Copy out the records so that each line matches the original.

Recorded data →
____________________

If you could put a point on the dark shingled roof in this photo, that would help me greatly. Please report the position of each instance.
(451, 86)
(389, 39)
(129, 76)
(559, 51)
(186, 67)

____________________

Reply to the exercise →
If you could put a point on the dark shingled roof in this photo, that would help me greatly. Please report the position of each instance.
(451, 86)
(389, 39)
(129, 76)
(559, 51)
(186, 67)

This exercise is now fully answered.